## Problem statement
Each record should be returned exactly as it is written.

Referring expression data:
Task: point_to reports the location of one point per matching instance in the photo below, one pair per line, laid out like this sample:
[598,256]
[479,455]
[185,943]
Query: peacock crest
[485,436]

## Response to this exercise
Task: point_to reports the location of one point per matching instance in the photo below, one pair per line, laid out like this sample:
[598,256]
[479,455]
[185,943]
Query: peacock crest
[485,436]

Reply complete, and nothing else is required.